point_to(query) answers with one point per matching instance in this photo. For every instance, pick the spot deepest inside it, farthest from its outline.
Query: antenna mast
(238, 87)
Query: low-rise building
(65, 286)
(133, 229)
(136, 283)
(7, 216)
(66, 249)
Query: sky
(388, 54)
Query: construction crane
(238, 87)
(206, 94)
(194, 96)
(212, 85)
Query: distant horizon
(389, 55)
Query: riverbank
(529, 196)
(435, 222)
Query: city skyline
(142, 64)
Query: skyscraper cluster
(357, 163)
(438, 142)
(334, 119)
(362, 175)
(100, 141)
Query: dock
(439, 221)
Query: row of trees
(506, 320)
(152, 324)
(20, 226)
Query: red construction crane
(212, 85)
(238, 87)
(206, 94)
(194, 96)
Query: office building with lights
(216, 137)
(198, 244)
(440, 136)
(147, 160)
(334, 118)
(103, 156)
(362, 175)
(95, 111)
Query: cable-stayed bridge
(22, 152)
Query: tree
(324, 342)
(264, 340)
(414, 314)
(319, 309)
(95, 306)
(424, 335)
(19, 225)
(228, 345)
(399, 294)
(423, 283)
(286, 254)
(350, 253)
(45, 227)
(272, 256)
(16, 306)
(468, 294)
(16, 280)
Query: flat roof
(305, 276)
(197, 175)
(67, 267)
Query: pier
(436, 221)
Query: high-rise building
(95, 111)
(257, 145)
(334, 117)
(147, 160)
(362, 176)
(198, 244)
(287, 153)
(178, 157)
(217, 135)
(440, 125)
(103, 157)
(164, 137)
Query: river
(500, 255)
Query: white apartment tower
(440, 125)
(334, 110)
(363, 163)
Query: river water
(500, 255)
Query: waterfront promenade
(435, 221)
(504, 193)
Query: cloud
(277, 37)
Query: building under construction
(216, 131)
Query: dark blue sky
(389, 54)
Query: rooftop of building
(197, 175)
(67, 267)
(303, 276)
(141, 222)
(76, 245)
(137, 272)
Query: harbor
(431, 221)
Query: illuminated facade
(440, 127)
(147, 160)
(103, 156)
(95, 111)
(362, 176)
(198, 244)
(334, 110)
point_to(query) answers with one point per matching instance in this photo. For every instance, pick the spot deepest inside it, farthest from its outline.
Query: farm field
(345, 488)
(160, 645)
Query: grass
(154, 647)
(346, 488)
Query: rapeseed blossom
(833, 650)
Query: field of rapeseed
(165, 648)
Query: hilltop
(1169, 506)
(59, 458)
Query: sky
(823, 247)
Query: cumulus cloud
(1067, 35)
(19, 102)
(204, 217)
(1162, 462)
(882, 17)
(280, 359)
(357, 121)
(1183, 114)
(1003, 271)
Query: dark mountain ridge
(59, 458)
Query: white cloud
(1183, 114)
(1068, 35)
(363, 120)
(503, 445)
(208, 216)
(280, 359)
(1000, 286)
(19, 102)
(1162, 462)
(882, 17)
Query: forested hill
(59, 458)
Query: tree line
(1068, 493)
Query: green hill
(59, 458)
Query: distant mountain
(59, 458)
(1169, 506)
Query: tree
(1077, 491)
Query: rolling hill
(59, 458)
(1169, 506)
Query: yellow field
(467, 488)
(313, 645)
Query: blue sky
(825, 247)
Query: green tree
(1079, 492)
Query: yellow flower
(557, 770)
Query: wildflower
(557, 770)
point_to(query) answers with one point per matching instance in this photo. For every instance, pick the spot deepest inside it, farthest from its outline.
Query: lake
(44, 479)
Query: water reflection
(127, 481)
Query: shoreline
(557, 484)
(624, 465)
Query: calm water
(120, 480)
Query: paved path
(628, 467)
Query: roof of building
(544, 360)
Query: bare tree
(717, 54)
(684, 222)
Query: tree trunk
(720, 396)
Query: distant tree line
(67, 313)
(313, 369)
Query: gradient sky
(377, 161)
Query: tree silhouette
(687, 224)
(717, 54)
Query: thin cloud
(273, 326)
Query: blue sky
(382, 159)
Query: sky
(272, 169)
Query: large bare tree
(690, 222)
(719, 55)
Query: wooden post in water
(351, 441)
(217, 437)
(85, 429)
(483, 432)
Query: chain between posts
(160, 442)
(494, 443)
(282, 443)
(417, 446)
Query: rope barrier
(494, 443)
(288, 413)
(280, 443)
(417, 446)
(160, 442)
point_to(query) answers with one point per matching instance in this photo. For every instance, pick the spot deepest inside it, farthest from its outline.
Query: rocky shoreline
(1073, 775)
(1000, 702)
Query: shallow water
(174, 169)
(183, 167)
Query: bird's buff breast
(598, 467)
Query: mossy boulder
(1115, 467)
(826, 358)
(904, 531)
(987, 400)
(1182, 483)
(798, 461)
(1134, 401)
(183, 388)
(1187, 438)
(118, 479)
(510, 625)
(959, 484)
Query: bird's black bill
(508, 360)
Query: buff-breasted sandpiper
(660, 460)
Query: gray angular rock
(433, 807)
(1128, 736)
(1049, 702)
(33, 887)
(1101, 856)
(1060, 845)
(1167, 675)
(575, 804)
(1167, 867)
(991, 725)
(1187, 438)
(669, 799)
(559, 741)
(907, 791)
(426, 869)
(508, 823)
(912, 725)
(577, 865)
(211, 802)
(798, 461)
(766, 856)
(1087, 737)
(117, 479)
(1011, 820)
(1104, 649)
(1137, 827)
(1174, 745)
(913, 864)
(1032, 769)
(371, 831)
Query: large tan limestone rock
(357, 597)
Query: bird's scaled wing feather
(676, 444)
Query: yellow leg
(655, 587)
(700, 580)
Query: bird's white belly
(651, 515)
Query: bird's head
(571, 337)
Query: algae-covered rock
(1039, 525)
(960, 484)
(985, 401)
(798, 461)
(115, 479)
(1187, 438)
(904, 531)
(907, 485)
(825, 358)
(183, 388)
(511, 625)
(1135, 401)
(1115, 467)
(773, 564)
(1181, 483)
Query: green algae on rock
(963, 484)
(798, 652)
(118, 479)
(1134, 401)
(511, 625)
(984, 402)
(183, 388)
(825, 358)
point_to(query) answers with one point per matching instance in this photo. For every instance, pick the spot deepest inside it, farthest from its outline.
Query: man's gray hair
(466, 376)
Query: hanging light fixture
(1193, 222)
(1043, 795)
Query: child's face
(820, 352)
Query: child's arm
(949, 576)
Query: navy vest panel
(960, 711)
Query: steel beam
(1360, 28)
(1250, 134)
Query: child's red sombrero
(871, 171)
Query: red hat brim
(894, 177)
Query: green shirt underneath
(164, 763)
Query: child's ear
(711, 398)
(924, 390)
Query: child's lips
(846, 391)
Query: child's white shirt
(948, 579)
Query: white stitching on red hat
###
▶ [PROBLEM DESCRIPTION]:
Line by line, retype all of the entries.

▶ [TASK RESULT]:
point_to(query) answers with one point per matching instance in this photo. For every instance, pick the spot deepest inside it, farthest from its outline.
Query: antenna mast
(238, 87)
Query: low-rise building
(65, 286)
(133, 229)
(136, 283)
(7, 216)
(66, 249)
Query: sky
(388, 54)
Query: construction crane
(238, 87)
(206, 94)
(194, 96)
(212, 85)
Query: distant horizon
(389, 55)
Query: riverbank
(529, 196)
(435, 222)
Query: city skyline
(142, 64)
Query: skyscraper cluster
(357, 163)
(438, 142)
(334, 119)
(362, 175)
(100, 141)
Query: dock
(439, 221)
Query: row of trees
(506, 320)
(152, 324)
(20, 226)
Query: red construction crane
(212, 85)
(238, 87)
(206, 94)
(194, 96)
Query: office building with lights
(216, 137)
(198, 244)
(440, 136)
(147, 160)
(334, 118)
(103, 156)
(362, 175)
(95, 111)
Query: cable-stayed bridge
(22, 152)
Query: tree
(324, 342)
(264, 340)
(414, 314)
(319, 309)
(95, 306)
(424, 335)
(19, 225)
(228, 345)
(399, 294)
(423, 283)
(286, 254)
(350, 253)
(45, 227)
(272, 256)
(16, 306)
(468, 294)
(16, 280)
Query: flat roof
(305, 276)
(197, 175)
(67, 267)
Query: pier
(436, 221)
Query: high-rise building
(95, 111)
(257, 145)
(334, 117)
(147, 160)
(362, 176)
(198, 244)
(287, 153)
(178, 157)
(217, 135)
(440, 125)
(103, 157)
(164, 137)
Query: river
(500, 255)
Query: white apartment tower
(440, 125)
(334, 110)
(363, 163)
Query: river water
(500, 255)
Query: waterfront promenade
(435, 221)
(504, 193)
Query: cloud
(277, 37)
Query: building under construction
(216, 131)
Query: dark blue sky
(389, 54)
Query: rooftop of building
(197, 175)
(67, 267)
(303, 276)
(141, 222)
(76, 245)
(137, 272)
Query: harbor
(431, 221)
Query: illuminated facade
(440, 127)
(147, 160)
(103, 156)
(95, 111)
(362, 176)
(198, 244)
(334, 110)
point_to(query) answers with one point per matching instance in this photo. For every instance, pick the spot deepest inside it, farthest from its outline.
Query: farm field
(345, 488)
(160, 645)
Query: grass
(154, 647)
(346, 488)
Query: rapeseed blossom
(833, 650)
Query: field of rapeseed
(165, 648)
Query: hilltop
(1169, 506)
(59, 458)
Query: sky
(823, 247)
Query: cumulus cloud
(1067, 35)
(19, 102)
(204, 217)
(1162, 462)
(882, 17)
(280, 359)
(357, 121)
(1183, 114)
(1003, 271)
Query: dark mountain ridge
(59, 458)
Query: white cloud
(1183, 114)
(1068, 35)
(363, 120)
(503, 445)
(208, 216)
(280, 359)
(1000, 286)
(19, 102)
(1162, 462)
(882, 17)
Query: forested hill
(59, 458)
Query: tree line
(1068, 493)
Query: green hill
(59, 458)
Query: distant mountain
(59, 458)
(1169, 506)
Query: tree
(1077, 491)
Query: rolling hill
(59, 458)
(1169, 506)
Query: yellow field
(467, 488)
(313, 645)
Query: blue sky
(825, 247)
Query: green tree
(1079, 492)
Query: yellow flower
(557, 770)
Query: wildflower
(557, 770)
point_to(query) answers with one point per matching instance in this photo. For every instance, pick the spot deepest inside it, farthest from its outline.
Query: lake
(44, 479)
Query: water reflection
(127, 481)
Query: shoreline
(557, 484)
(624, 465)
Query: calm water
(120, 480)
Query: paved path
(628, 467)
Query: roof of building
(544, 360)
Query: bare tree
(717, 54)
(684, 222)
Query: tree trunk
(720, 396)
Query: distant tree line
(67, 313)
(313, 369)
Query: gradient sky
(377, 161)
Query: tree silhouette
(687, 224)
(717, 54)
Query: thin cloud
(273, 326)
Query: blue sky
(382, 159)
Query: sky
(272, 169)
Query: large bare tree
(690, 222)
(719, 55)
Query: wooden post in water
(351, 441)
(217, 437)
(85, 429)
(483, 432)
Query: chain between posts
(160, 442)
(494, 443)
(282, 443)
(417, 446)
Query: rope barrier
(494, 443)
(288, 413)
(280, 443)
(417, 446)
(160, 442)
point_to(query) answers with one point per matching instance in this photo. For every instance, pick the spot deepest inside it, farthest from its outline.
Query: rocky shoreline
(1073, 775)
(1000, 702)
Query: shallow water
(174, 169)
(183, 167)
Query: bird's buff breast
(598, 467)
Query: mossy boulder
(1115, 467)
(826, 358)
(904, 531)
(987, 400)
(1182, 483)
(798, 461)
(1134, 401)
(183, 388)
(1187, 438)
(118, 479)
(510, 625)
(959, 484)
Query: bird's black bill
(508, 360)
Query: buff-breasted sandpiper
(660, 460)
Query: gray angular rock
(433, 807)
(1128, 736)
(1049, 702)
(33, 887)
(1101, 856)
(1060, 845)
(1167, 675)
(575, 804)
(1167, 867)
(991, 725)
(1187, 438)
(669, 799)
(559, 741)
(907, 791)
(426, 869)
(508, 823)
(912, 725)
(577, 865)
(211, 802)
(798, 461)
(766, 856)
(1087, 737)
(117, 479)
(1011, 820)
(1104, 649)
(1137, 827)
(1174, 745)
(913, 864)
(1032, 769)
(371, 831)
Query: large tan limestone rock
(357, 597)
Query: bird's scaled wing feather
(676, 444)
Query: yellow leg
(655, 587)
(700, 580)
Query: bird's white belly
(651, 515)
Query: bird's head
(571, 337)
Query: algae-covered rock
(1039, 525)
(960, 484)
(985, 401)
(798, 461)
(115, 479)
(1187, 438)
(904, 531)
(907, 485)
(825, 358)
(183, 388)
(511, 625)
(1135, 401)
(1115, 467)
(773, 564)
(1181, 483)
Query: green algae on rock
(963, 484)
(798, 652)
(118, 479)
(1134, 401)
(511, 625)
(984, 402)
(183, 388)
(825, 358)
point_to(query) answers with one point per matching instance in this photo. For every instance, pick the spot deepest inside it, farthest from its outline.
Query: man's gray hair
(466, 376)
Query: hanging light fixture
(1193, 222)
(1043, 795)
Query: child's face
(820, 352)
Query: child's arm
(949, 576)
Query: navy vest panel
(960, 711)
Query: steel beam
(1360, 28)
(1250, 134)
Query: child's red sombrero
(871, 171)
Query: red hat brim
(894, 177)
Query: green shirt underneath
(164, 763)
Query: child's ear
(711, 398)
(924, 390)
Query: child's lips
(846, 391)
Query: child's white shirt
(948, 579)
Query: white stitching on red hat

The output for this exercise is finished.